[Start of Attachment]

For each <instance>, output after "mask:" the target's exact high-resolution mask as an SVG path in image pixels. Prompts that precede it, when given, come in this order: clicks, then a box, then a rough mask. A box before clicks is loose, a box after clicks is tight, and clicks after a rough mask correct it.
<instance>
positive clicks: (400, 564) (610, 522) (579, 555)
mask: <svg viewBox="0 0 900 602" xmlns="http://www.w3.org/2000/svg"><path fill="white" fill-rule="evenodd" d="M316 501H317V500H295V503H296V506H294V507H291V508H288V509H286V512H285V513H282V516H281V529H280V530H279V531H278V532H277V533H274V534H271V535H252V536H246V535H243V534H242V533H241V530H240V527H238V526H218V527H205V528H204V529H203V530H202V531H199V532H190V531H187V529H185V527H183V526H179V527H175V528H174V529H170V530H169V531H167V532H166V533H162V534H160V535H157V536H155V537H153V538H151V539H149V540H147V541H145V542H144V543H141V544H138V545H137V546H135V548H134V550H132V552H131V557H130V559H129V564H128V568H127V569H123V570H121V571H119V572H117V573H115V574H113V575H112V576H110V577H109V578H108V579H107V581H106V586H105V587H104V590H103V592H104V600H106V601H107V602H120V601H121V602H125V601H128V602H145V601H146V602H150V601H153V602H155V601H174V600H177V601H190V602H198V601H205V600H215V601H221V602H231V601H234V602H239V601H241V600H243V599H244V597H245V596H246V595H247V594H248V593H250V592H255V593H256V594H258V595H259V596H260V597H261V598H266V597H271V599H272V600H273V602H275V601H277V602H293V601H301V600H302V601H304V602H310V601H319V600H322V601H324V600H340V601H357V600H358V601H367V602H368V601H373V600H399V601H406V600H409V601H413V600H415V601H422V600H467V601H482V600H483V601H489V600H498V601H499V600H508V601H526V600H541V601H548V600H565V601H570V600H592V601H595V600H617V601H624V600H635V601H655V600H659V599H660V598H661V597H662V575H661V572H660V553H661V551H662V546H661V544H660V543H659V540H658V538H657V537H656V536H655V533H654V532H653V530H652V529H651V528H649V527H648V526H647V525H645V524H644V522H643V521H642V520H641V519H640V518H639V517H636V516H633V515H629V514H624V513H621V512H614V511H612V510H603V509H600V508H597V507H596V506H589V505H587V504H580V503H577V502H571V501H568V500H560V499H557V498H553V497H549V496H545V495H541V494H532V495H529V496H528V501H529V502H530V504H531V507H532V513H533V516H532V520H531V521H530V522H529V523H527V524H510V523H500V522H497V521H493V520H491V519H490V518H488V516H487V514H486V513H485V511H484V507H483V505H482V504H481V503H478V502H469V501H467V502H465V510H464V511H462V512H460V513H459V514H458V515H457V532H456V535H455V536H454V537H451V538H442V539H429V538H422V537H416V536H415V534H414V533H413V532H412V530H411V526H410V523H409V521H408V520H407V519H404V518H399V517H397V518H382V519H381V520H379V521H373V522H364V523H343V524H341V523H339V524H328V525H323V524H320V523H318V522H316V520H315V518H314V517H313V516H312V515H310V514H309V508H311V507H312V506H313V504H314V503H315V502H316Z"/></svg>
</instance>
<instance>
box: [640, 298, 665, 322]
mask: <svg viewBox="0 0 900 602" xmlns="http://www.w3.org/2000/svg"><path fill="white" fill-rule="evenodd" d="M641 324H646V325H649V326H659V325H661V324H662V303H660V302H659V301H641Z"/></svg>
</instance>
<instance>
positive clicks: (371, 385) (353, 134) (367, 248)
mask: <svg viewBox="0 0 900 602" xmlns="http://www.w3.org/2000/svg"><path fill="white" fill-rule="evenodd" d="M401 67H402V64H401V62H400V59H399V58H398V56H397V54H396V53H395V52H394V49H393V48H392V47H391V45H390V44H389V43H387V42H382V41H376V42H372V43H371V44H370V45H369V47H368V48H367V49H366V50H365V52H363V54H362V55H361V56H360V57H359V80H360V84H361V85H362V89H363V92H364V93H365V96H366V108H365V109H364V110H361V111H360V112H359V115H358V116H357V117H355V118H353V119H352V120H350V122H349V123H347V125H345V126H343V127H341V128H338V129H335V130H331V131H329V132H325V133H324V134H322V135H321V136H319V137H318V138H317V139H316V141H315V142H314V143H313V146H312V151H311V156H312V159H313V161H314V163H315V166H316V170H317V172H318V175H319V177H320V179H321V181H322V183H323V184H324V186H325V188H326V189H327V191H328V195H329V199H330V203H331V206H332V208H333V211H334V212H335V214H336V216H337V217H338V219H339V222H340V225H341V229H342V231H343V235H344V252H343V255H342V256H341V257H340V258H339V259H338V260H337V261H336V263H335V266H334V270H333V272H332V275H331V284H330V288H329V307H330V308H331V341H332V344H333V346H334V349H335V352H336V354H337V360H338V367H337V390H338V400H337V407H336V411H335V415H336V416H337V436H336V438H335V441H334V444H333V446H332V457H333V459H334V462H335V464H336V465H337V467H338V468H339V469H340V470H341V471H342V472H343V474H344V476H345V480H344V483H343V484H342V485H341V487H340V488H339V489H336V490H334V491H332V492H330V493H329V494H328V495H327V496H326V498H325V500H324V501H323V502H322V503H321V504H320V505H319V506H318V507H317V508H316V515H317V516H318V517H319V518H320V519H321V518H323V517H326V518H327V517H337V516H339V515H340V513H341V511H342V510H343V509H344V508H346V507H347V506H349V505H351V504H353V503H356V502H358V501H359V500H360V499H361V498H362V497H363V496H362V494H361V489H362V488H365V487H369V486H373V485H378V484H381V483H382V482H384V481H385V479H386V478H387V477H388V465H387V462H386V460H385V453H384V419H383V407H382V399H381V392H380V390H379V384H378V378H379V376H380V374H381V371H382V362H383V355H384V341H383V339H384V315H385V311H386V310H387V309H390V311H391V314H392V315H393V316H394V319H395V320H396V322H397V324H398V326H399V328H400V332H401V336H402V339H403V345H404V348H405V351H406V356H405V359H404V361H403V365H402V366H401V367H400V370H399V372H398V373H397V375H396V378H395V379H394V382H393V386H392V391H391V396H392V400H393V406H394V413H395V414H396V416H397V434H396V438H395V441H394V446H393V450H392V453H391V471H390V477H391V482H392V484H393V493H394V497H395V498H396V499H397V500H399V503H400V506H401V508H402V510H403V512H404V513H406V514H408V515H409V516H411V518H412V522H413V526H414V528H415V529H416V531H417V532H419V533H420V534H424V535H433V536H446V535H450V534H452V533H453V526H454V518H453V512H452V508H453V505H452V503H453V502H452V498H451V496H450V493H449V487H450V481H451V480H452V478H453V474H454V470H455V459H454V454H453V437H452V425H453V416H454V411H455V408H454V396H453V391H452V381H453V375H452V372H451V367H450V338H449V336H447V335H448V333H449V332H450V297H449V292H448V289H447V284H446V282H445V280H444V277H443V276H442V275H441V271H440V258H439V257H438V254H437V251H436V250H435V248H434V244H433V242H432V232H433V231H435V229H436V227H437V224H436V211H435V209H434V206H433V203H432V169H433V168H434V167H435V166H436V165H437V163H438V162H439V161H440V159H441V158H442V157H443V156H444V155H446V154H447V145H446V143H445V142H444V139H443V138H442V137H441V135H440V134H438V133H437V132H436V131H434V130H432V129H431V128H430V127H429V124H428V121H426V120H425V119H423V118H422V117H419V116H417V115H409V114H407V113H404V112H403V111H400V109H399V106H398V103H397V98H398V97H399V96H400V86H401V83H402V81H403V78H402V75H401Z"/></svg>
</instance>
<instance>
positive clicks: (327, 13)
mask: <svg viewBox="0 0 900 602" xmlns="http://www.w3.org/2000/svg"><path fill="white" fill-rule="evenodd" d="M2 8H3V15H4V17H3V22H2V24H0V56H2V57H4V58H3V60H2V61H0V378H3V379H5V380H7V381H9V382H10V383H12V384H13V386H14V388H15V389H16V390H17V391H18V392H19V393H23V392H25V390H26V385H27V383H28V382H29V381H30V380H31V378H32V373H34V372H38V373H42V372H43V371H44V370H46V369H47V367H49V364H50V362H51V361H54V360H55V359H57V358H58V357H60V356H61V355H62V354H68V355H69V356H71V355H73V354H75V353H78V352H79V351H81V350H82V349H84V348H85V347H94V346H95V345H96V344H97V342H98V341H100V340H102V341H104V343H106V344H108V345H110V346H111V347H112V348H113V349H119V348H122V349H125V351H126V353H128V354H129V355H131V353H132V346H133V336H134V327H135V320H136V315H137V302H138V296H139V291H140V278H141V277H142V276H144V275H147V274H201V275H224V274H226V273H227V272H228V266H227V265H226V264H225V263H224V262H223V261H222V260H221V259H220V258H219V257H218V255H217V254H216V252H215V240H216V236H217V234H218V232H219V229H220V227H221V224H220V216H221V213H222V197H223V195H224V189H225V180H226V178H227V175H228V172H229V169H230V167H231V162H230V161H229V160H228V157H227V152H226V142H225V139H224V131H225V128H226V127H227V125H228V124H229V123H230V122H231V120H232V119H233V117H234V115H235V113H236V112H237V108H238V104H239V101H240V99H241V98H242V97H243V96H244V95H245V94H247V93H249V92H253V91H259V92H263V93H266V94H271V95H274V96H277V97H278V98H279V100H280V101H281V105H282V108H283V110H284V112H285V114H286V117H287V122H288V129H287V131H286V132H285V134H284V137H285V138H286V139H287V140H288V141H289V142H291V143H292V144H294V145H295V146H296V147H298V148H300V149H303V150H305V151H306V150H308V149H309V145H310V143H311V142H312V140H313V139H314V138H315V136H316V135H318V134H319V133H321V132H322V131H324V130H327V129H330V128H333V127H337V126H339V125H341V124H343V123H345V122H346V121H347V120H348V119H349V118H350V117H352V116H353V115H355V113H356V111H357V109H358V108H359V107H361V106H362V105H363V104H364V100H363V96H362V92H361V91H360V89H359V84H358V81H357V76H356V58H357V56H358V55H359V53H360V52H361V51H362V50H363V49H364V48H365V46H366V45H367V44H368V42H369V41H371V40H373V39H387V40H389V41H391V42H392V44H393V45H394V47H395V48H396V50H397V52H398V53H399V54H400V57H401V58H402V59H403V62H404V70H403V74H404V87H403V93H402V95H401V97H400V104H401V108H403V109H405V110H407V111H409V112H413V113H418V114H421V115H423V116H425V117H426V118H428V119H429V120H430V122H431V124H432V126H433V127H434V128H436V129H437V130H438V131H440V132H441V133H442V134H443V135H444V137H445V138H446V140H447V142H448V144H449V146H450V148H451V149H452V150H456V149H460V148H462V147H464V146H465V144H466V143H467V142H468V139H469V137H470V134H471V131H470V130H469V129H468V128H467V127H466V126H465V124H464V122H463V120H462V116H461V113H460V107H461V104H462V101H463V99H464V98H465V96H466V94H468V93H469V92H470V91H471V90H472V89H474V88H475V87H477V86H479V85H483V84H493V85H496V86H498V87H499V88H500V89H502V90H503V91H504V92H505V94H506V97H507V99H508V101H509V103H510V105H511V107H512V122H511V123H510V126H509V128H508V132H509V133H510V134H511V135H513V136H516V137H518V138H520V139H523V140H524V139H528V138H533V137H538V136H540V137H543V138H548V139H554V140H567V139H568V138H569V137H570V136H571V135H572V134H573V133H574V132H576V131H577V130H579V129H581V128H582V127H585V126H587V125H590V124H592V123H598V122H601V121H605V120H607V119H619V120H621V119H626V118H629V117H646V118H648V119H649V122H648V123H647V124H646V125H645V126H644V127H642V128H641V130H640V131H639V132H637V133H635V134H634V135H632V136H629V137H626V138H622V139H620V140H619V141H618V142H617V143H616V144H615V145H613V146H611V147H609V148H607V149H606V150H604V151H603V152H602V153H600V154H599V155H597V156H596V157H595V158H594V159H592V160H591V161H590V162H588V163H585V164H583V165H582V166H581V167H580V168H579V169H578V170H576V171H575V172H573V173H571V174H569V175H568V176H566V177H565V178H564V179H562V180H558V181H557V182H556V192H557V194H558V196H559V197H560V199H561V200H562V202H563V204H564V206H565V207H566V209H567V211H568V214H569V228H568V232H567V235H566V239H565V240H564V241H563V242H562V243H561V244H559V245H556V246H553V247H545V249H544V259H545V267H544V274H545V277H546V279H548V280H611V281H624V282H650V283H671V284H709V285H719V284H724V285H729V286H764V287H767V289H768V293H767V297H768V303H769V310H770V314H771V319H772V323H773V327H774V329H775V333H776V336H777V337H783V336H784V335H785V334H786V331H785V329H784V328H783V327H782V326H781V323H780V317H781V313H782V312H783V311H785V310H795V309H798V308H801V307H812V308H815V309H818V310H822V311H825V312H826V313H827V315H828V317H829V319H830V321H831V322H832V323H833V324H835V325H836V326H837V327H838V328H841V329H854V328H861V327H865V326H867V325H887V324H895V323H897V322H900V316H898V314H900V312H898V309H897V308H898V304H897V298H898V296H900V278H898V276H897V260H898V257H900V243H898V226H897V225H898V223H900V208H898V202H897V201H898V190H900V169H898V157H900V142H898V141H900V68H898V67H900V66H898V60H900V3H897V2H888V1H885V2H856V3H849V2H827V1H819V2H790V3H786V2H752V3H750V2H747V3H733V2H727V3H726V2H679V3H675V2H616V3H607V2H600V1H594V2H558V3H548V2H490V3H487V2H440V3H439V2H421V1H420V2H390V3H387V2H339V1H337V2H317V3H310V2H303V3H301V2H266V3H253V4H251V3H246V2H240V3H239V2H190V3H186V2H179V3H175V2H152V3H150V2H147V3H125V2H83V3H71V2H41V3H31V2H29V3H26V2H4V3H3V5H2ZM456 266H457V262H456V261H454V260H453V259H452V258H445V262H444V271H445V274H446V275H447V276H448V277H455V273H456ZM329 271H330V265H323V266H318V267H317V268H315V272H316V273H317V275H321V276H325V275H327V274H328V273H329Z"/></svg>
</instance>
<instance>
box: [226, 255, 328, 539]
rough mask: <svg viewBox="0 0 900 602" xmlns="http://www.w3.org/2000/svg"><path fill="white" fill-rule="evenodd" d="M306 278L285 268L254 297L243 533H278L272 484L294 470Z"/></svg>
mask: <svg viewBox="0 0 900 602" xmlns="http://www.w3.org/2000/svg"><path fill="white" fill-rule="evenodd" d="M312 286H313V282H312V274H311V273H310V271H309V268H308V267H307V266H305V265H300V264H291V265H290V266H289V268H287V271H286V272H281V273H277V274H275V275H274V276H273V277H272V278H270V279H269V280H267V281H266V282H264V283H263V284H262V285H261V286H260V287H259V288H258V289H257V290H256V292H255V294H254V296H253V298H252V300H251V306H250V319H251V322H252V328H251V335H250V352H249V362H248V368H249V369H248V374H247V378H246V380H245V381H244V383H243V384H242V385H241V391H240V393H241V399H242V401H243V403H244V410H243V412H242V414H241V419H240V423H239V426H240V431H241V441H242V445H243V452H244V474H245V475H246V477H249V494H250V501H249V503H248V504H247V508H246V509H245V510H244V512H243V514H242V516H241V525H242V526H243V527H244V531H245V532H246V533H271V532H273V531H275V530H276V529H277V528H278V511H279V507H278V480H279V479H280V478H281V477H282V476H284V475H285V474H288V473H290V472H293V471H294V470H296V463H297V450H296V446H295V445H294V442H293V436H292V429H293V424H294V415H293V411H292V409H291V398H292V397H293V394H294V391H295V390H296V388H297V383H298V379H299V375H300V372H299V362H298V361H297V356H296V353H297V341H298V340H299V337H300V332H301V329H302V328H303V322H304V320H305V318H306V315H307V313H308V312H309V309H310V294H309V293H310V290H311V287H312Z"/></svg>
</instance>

[End of Attachment]

- TASK INSTRUCTIONS
Lines containing the word "rough": copy every one of them from the records above.

- SOLVED PROBLEM
For each <instance>, output after "mask:" the target's exact high-resolution mask as an SVG path in image pixels. Prompts that precede it, when given, come in this order: clicks, then a box, then a rough mask. A box before clicks is loose, a box after clicks is tight, and clicks after a rough mask correct it.
rough mask: <svg viewBox="0 0 900 602" xmlns="http://www.w3.org/2000/svg"><path fill="white" fill-rule="evenodd" d="M306 278L285 268L254 297L243 533H278L272 484L294 470Z"/></svg>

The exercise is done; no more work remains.